- EXERCISE BRIEF: Could you write out every line again, from the line with "pebble in the image." up to and including the last line of the items, adding -69 to each bounding-box coordinate and leaving everything else unchanged?
==== ENTRIES SUPPLIED ====
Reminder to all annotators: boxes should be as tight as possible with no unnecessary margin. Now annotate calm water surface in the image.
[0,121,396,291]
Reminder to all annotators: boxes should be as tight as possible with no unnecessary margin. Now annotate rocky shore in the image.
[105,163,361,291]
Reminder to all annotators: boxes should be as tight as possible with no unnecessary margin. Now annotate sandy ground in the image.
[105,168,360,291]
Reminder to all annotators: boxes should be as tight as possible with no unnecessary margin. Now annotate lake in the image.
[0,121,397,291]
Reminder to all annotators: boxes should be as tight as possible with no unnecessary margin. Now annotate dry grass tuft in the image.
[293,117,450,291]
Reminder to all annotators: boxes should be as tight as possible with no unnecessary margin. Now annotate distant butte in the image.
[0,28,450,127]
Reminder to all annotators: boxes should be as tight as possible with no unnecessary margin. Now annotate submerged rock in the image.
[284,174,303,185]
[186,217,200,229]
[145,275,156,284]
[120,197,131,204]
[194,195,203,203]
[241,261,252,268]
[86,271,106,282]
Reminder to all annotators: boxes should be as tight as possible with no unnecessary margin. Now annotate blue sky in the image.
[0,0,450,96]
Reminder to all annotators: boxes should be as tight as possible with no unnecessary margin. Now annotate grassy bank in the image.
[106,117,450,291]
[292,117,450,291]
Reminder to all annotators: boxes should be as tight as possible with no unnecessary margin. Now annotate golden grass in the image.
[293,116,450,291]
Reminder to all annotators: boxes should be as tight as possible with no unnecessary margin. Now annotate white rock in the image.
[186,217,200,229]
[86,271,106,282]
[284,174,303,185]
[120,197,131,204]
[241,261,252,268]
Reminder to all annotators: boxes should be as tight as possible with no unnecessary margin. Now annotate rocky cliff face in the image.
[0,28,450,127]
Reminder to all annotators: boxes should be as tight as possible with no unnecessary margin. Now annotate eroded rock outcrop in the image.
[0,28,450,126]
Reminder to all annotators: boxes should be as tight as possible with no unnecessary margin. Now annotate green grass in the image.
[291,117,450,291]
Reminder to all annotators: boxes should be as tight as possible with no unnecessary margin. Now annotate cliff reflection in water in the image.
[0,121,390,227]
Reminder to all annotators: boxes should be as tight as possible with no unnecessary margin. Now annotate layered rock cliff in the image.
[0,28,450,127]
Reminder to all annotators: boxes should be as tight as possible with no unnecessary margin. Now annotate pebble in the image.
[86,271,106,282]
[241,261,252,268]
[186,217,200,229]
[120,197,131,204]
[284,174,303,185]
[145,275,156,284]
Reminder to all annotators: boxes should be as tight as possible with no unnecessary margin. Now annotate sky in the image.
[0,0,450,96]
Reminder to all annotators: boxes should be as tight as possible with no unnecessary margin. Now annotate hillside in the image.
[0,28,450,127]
====
- ANSWER TO THIS PROBLEM:
Reminder to all annotators: boxes should be as tight as possible with no unnecessary margin. Now annotate pebble in the image.
[17,202,37,213]
[172,192,183,199]
[117,148,131,160]
[51,128,62,135]
[215,105,234,116]
[76,206,87,215]
Reminder to all annotators: boxes should be as tight as possible with no unnecessary margin. Now annotate sky in the image.
[-69,-69,381,27]
Reminder to all annotators: boxes should be as tight as possible with no unnecessary margin. Now annotate hillside in the image.
[-69,-41,381,58]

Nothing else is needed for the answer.